● Exercise brief
Starting at the beginning of the data and ending at the line that contains "top-left (0, 0), bottom-right (468, 68)", with both included, rewrite every line, requests included, and rescale each bounding-box coordinate in the answers by 0.65, rounding to whole numbers with halves rounded up. Leave the numbers in the requests and their sample formats unchanged.

● Task data
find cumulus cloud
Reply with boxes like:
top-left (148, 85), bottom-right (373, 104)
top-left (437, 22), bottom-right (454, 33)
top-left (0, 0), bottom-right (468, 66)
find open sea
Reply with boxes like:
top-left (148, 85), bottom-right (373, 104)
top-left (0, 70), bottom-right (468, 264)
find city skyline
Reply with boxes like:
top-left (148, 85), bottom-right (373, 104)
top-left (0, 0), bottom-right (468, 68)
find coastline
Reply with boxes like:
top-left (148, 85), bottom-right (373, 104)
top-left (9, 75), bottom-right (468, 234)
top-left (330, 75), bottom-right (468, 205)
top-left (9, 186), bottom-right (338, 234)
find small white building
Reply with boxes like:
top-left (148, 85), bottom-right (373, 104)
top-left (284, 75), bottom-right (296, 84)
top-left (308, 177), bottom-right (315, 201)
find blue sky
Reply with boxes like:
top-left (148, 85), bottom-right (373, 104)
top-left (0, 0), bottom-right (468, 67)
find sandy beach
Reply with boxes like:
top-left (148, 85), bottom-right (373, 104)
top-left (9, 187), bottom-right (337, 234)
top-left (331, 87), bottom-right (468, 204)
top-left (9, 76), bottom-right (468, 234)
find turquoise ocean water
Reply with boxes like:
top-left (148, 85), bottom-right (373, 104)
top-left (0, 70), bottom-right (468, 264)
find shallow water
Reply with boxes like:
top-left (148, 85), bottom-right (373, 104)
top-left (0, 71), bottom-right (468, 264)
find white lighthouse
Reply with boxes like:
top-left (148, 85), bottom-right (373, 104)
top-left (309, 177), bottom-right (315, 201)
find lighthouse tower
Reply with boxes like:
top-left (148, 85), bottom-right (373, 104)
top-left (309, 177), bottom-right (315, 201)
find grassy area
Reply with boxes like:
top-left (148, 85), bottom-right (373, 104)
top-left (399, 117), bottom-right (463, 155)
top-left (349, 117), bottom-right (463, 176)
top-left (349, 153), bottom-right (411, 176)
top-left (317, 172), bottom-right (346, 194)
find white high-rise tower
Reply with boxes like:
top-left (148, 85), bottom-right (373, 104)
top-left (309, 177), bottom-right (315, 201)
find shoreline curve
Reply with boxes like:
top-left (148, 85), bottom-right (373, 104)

● Answer to this problem
find cumulus cloud
Reply with boxes like:
top-left (148, 85), bottom-right (373, 104)
top-left (284, 14), bottom-right (295, 21)
top-left (0, 0), bottom-right (304, 43)
find open sea
Reply with boxes like:
top-left (148, 85), bottom-right (373, 104)
top-left (0, 46), bottom-right (304, 172)
find city skyline
Reply with boxes like:
top-left (148, 85), bottom-right (373, 104)
top-left (0, 0), bottom-right (304, 44)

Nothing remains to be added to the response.